Excerpts from location labeling data
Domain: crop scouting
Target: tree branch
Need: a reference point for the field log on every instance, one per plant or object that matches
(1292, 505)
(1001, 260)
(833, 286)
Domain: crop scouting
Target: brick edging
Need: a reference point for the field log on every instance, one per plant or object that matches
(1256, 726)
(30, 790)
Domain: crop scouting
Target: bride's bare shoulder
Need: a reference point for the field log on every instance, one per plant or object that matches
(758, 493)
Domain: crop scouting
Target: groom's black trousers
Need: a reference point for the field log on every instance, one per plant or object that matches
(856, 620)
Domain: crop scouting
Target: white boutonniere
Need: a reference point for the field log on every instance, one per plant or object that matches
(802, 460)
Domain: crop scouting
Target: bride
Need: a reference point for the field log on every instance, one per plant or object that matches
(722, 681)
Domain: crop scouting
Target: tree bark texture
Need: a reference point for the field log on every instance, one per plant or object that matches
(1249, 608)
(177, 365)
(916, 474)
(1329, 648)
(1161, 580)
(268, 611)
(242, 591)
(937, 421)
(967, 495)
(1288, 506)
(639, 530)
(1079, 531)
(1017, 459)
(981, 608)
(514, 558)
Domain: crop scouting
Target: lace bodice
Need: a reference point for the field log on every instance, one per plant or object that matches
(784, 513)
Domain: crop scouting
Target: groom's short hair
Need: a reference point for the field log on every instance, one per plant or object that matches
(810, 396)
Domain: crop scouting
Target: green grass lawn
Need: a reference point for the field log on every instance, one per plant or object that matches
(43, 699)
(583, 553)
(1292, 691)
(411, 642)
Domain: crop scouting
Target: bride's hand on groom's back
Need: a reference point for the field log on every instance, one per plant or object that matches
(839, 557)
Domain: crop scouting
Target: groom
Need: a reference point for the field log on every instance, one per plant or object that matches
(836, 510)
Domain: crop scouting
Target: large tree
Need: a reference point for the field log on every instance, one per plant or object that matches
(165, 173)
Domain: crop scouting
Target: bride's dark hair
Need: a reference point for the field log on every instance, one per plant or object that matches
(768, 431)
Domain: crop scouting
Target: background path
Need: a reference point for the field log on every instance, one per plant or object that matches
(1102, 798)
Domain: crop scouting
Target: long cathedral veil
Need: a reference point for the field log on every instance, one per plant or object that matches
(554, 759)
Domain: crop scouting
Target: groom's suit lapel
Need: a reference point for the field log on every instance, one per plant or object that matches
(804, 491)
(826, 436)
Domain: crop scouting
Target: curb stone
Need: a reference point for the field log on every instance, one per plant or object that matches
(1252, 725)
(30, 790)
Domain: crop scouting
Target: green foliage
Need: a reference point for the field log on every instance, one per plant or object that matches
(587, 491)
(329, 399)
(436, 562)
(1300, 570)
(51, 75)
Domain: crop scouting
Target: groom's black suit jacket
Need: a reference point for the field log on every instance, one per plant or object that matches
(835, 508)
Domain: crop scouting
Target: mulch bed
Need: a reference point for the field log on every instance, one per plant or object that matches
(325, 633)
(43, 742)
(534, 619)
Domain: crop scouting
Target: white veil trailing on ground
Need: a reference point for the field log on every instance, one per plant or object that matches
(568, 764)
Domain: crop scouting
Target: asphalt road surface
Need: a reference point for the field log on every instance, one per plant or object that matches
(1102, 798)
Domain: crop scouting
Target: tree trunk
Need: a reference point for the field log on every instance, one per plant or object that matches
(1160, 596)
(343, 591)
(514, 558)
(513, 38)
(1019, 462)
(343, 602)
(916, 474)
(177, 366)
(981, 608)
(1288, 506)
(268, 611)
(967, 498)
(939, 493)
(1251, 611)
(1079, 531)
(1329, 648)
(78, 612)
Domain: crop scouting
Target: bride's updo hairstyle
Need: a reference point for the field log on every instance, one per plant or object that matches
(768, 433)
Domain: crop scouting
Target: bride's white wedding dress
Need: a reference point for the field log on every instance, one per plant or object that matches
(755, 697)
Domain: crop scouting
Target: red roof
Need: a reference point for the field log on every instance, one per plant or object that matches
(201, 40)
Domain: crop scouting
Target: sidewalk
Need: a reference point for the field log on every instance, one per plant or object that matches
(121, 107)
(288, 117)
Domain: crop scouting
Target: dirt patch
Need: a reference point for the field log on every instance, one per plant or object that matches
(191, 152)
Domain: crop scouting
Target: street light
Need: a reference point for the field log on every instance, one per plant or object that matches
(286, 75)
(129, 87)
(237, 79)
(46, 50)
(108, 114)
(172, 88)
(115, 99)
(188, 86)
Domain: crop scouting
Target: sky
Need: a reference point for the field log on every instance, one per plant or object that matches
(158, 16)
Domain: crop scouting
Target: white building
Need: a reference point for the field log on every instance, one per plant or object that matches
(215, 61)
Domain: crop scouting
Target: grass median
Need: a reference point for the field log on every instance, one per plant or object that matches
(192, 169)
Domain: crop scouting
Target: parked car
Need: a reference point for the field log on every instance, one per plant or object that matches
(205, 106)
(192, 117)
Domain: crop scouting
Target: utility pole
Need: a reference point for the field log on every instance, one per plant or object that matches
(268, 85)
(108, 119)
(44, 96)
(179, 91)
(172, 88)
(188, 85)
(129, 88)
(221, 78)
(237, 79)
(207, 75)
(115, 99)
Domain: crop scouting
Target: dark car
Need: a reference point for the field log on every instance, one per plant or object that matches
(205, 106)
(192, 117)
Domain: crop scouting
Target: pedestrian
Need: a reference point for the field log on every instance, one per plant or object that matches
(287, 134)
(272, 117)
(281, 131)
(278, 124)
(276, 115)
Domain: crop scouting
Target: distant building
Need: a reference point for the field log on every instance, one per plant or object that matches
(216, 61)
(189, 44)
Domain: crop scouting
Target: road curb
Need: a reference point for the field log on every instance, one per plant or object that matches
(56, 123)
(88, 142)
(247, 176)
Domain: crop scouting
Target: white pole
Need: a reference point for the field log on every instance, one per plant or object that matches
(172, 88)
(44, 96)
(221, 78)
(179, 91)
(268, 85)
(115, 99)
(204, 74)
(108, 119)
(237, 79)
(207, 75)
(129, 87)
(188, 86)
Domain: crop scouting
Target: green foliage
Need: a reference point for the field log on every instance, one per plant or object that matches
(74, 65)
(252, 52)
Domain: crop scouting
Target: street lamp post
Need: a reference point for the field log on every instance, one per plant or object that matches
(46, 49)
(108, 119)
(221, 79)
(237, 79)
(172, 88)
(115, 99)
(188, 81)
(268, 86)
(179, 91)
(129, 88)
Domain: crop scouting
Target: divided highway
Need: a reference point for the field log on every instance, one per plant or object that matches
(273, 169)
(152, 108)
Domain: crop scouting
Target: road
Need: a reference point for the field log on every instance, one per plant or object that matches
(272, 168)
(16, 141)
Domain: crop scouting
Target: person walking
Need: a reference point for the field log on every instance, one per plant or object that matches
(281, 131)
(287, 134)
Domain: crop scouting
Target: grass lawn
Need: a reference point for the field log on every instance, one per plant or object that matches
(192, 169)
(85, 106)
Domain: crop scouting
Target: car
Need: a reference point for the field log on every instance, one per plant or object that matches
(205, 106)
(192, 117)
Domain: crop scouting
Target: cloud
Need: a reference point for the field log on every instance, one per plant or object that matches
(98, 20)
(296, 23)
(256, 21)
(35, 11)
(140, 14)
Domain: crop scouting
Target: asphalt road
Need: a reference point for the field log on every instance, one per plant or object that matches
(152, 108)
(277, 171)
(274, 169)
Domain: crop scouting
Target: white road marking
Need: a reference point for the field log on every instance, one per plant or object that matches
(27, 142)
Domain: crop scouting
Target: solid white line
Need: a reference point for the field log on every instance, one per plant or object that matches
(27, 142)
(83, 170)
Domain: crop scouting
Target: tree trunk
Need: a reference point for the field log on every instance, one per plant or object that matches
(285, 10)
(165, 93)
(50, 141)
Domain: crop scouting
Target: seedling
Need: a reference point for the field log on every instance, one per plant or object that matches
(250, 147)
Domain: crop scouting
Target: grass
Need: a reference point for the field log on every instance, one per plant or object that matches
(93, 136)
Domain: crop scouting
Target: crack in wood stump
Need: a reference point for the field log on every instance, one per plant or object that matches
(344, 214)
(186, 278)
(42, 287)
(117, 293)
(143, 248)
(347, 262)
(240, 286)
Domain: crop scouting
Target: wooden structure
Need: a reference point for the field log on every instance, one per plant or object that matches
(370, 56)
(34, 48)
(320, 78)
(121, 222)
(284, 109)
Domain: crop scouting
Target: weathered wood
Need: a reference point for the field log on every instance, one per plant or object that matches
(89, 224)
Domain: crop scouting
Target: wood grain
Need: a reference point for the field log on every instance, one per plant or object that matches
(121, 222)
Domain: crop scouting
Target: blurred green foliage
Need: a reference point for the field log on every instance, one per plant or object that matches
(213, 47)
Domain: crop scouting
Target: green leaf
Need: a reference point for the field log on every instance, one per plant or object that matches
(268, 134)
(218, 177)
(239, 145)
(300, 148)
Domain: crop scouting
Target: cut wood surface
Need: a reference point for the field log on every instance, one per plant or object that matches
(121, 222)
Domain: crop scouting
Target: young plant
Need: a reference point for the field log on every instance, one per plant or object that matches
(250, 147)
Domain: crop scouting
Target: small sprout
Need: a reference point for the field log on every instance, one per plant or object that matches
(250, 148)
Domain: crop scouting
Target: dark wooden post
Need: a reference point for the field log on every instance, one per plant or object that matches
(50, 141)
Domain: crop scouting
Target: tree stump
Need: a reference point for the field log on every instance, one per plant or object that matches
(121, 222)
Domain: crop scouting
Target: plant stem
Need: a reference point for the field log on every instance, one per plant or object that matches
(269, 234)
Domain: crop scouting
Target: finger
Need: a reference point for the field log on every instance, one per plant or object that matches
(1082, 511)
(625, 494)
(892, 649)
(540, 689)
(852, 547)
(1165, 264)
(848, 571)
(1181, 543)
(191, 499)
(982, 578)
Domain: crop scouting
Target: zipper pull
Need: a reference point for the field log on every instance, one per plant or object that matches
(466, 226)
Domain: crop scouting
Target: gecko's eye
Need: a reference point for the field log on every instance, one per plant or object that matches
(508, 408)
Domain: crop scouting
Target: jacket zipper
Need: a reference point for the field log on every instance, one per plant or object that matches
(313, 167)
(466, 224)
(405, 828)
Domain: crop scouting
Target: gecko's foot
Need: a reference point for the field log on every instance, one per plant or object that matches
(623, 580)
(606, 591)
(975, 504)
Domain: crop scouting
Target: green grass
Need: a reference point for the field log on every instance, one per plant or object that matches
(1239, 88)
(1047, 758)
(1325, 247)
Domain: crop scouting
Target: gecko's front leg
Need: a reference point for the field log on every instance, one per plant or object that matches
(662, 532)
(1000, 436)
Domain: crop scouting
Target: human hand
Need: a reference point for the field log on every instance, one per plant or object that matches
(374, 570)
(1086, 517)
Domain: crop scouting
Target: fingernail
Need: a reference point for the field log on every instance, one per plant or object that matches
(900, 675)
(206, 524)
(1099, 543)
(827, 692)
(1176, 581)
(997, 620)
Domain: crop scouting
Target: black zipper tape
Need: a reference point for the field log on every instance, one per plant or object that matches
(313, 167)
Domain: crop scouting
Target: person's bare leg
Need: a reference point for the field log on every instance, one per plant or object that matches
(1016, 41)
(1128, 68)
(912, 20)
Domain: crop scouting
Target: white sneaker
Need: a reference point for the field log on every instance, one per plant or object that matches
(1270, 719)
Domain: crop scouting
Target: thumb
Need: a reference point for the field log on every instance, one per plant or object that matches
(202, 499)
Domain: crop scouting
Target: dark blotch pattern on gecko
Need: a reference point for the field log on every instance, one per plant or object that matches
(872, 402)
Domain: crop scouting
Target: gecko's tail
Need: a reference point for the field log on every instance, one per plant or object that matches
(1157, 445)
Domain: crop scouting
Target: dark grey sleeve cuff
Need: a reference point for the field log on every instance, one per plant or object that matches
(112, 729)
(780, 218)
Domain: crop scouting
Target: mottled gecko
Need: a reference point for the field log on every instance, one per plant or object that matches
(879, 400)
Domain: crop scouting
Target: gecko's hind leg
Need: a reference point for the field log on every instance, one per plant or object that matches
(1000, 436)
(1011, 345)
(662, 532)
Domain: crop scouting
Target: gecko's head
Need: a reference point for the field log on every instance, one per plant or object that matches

### Instructions for the task:
Please pull out every line of the records that contains the string "suit" and copy each one as it appears.

### The response:
Target: groom's suit lapel
Target: groom's black suit jacket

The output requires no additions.